_Problem to work on_. Arrange everything from the line containing "Args: query, the phrase to segment: glowing" down to the end of the rows as a Markdown table with the columns No. and Line, numbering each line in order and leaving out blank lines.

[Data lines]
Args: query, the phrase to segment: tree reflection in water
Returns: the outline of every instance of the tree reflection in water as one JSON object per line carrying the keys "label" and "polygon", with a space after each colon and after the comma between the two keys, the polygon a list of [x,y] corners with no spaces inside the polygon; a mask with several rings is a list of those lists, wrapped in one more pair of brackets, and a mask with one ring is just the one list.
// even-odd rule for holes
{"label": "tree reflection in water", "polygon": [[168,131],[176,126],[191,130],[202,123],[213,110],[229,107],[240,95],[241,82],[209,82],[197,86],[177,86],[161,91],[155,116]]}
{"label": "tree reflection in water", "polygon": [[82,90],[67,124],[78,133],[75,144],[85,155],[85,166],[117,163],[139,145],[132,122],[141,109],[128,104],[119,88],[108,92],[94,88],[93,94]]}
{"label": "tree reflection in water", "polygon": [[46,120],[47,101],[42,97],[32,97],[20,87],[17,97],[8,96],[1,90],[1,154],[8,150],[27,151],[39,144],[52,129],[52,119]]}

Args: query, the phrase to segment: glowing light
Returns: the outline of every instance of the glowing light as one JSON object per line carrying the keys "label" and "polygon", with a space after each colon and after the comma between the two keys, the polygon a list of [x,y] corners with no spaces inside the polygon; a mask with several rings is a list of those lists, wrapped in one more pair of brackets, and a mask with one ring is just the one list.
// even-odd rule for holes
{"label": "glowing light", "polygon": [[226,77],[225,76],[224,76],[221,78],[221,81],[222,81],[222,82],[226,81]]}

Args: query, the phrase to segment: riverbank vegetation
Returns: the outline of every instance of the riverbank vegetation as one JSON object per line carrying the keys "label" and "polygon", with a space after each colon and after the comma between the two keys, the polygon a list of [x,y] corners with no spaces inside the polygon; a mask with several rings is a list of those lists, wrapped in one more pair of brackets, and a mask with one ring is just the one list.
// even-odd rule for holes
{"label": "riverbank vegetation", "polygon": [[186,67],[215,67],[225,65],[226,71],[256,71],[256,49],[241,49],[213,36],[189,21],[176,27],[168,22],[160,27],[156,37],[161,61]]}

_Answer to the problem_.
| No. | Line |
|---|---|
| 1 | Args: query, the phrase to segment: glowing light |
| 2 | Returns: the outline of every instance of the glowing light as one JSON object per line carrying the keys "label" and "polygon", with a space after each colon and after the comma between the two keys, the polygon a list of [x,y] corners with no spaces inside the polygon; a mask with several rings is a list of those lists, wrapped in one more pair of brackets, and a mask with one ring is just the one list. |
| 3 | // even-odd rule for holes |
| 4 | {"label": "glowing light", "polygon": [[226,77],[225,76],[224,76],[221,78],[221,81],[222,81],[222,82],[226,81]]} |
| 5 | Args: query, the phrase to segment: riverbank vegetation |
| 6 | Returns: the outline of every instance of the riverbank vegetation as one JSON object per line carrying the keys "label" and "polygon", with a space after each colon and after the comma between the two keys, the polygon a list of [x,y] corners with no spaces inside the polygon; a mask with several rings is a list of those lists, wrapped in one more pair of brackets, and a mask with one ring is just the one list. |
| 7 | // even-odd rule for holes |
| 8 | {"label": "riverbank vegetation", "polygon": [[186,67],[215,67],[225,65],[226,71],[256,71],[256,49],[241,49],[213,36],[189,21],[176,27],[168,22],[160,27],[156,37],[161,61]]} |